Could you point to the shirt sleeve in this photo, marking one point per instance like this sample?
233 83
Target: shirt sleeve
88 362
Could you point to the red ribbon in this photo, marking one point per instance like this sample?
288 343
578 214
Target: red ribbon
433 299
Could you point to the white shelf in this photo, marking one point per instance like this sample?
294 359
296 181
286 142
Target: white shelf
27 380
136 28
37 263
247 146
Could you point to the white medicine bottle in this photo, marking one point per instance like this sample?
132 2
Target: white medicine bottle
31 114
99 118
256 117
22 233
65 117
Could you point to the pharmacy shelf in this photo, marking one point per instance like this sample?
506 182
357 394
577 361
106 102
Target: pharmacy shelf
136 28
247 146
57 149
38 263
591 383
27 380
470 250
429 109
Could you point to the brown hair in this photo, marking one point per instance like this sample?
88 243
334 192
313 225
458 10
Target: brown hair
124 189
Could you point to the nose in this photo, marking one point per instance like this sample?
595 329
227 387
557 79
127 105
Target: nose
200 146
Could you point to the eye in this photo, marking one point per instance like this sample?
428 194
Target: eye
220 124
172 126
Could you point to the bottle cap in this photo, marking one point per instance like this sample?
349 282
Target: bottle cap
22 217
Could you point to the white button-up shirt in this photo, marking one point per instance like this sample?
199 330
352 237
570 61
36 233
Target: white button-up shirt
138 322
■ ■ ■ ■ ■
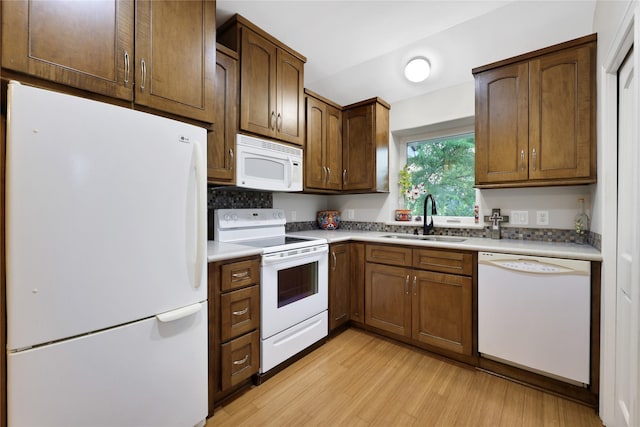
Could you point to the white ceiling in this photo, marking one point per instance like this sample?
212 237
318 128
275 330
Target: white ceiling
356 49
■ ■ ■ ■ ■
What you have to do -
Scan the listing above for the word "photo" and copy every line that holds it.

Response -
Could you point to the shirt sleeve in this photo, marking one point per instance like this sample?
Could you point to the red ribbon in this photo, marking one point per instance like this sample?
Could you point to the white shelf in this photo, marking one point per instance like this sample?
Could you point to the white medicine bottle in this photo, marking one point per instance like this sample?
Could you point to the pharmacy shelf in this photo, marking one point per instance like this sample?
Could you point to the brown hair in this photo, marking one point per instance like this sample?
Could you point to the nose in this photo, marking one point per instance like this sample?
Could you point to the eye in this photo, marking one point per instance like this sample?
Could you point to the bottle cap in this photo, marking one point per instance like this sample?
Could you point to the white button-up shirt in this photo, marking one point per instance like this sample?
Could you point to the white ceiling in this photo, marking one point per instance like this sample?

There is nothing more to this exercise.